### Aufgaben
**A)** Wie viele Zwangsräumungen konnten in Berlin im letzten Jahr laut dem Bündnis verhindert werden? Die Antwort steht im Text über Zwangsräumungen.
**B)** Im Text über Zwangsräumungen heißt es, die Blockade sei trotzdem erfolgreich gewesen. Erkläre mit dem Text, warum Aljoscha Müller das sagt.

### Text des Dokuments

Susok war bereits an der Räumung der Familie Gülbol aus der Lausitzer Straße im 14. Februar vergangenen Jahres beteiligt. Auch damals hatte das Bündnis »Zwangsräumungen verhindern« zu Protesten aufgerufen. Obwohl Hunderte Nachbarn und Aktivisten das Haus blockierten, konnte die Zwangsräumung nicht verhindert werden. Die Gerichtsvollzieherin konnte damals nur verkleidet als Polizistin in das Haus gelangen.
»Daß die Blockade dennoch erfolgreich war, zeigte sich erst in den darauffolgenden Monaten«, sagt Aljoscha Müller vom Bündnis im Gespräch mit der jungen Welt. »Seither haben öffentliche Wohnungsbaugesellschaften soviel Angst vor uns, daß wir die Berliner GSW oder die niedersächsische WBN durch ›Go-ins‹ von Zwangsräumungen abbringen konnten«.
Bei privaten Immobilienbesitzern seien die Proteste bisher jedoch kaum erfolgreich gewesen. »Aber vielleicht ist Herr Brenning als Kuratoriumsvorsitzender der evangelischen Johannesstiftung da etwas zugänglicher«, gibt sich Müller optimistisch.
Etwa 30 Betroffene haben sich bisher beim Bündnis gegen Zwangsräumungen gemeldet. Die konkrete Unterstützung erfolgt auch durch juristische Beratung und Prozeßbegleitung. Auf diese Weise konnten im letzten Jahr laut Angaben des Bündnisses etwa 20 Zwangsräumungen in Berlin verhindert werden.
Auf der Kundgebung traten zur solidarischen Unterstützung der Mietproteste anschließend die Band »Antinational Embassy« aus der von Flüchtlingen besetzten Kreuzberger Schule, die italienische Sängerin Laura Guidi und der Berliner Hip-Hop-Künstler Tapete auf. Über soviel kulturelle Mischung freute sich Thommy Kroll vom Café Reiche. »Dit is Kreuzberg, und dit muß auch so bleiben, eeh!«.

### Erfasste Angaben
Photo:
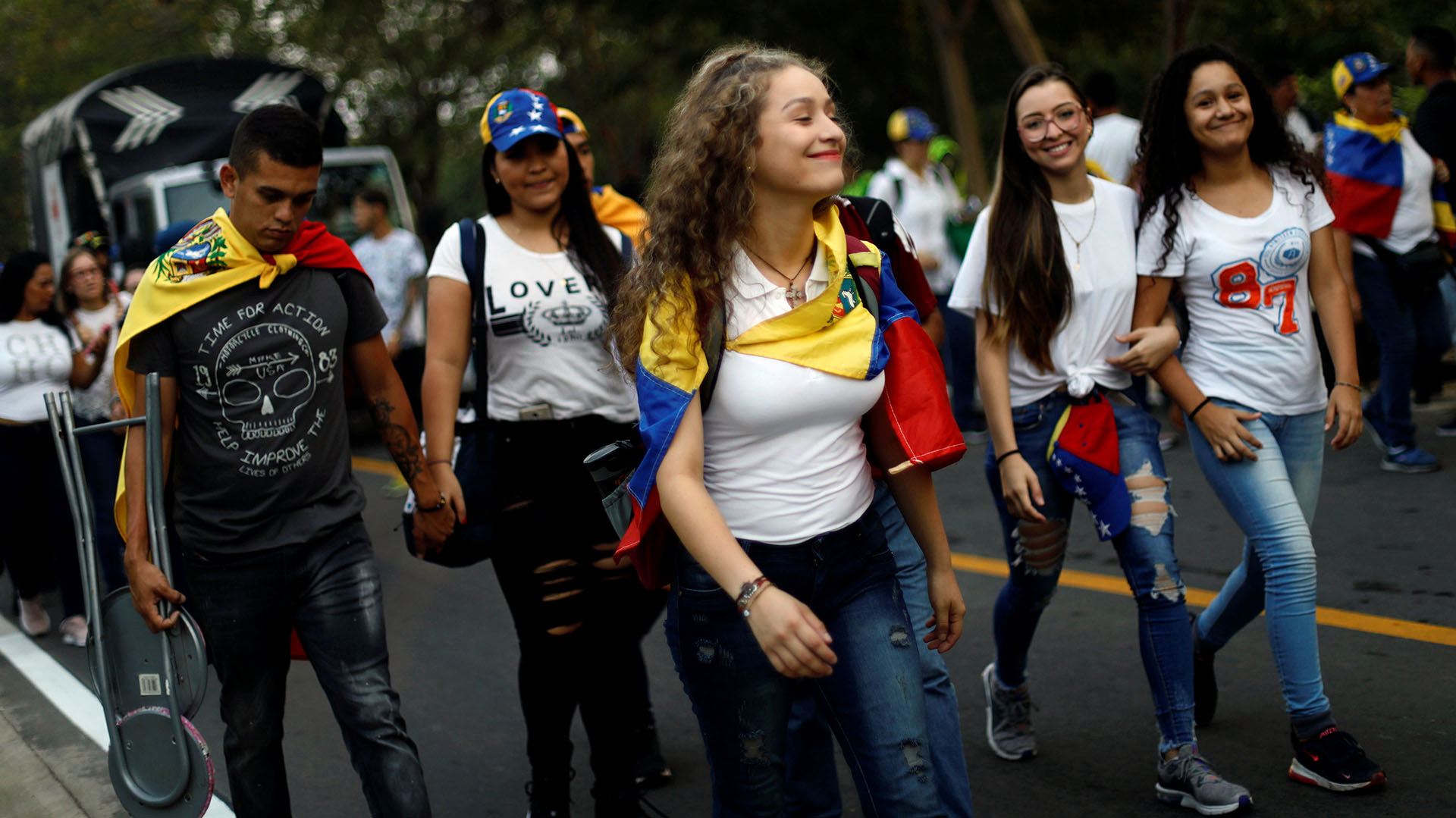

### Erwartete Ergebnisse
**A)** Etwa 20 Zwangsräumungen.

**B)** Seit der Blockade haben öffentliche Wohnungsbaugesellschaften laut Müller so viel Angst vor dem Bündnis, dass es die Berliner GSW und die niedersächsische WBN durch „Go-ins“ von Zwangsräumungen abbringen konnte.